Dataset excerpts on pointing at objects
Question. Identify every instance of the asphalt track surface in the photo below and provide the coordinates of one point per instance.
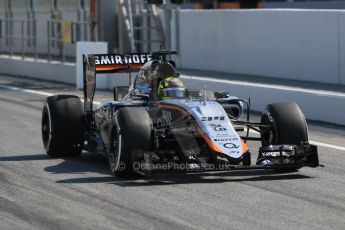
(38, 192)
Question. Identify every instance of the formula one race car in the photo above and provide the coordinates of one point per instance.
(158, 125)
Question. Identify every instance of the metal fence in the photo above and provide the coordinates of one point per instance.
(19, 38)
(58, 38)
(14, 32)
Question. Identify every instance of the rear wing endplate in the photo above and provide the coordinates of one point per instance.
(107, 63)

Exercise task: Rewrite all the items with "provide the coordinates" changed to "give the coordinates" and every other word kept the same. Omit the pictures from your version.

Result for this exercise:
Question. Identify every instance of the asphalt track surface in the photo below and give the coordinates of one point per instance.
(38, 192)
Question. Identify every instance of the formula one race car in the photo above and give the coordinates of one point per instance.
(158, 125)
Question. Identify every instance of the metal fence in the photo above and give the coordinates of one point per instance.
(19, 38)
(58, 38)
(14, 32)
Question. Identify every instance of the rear wing endplate in the photo above and give the coordinates of one point per instance.
(107, 63)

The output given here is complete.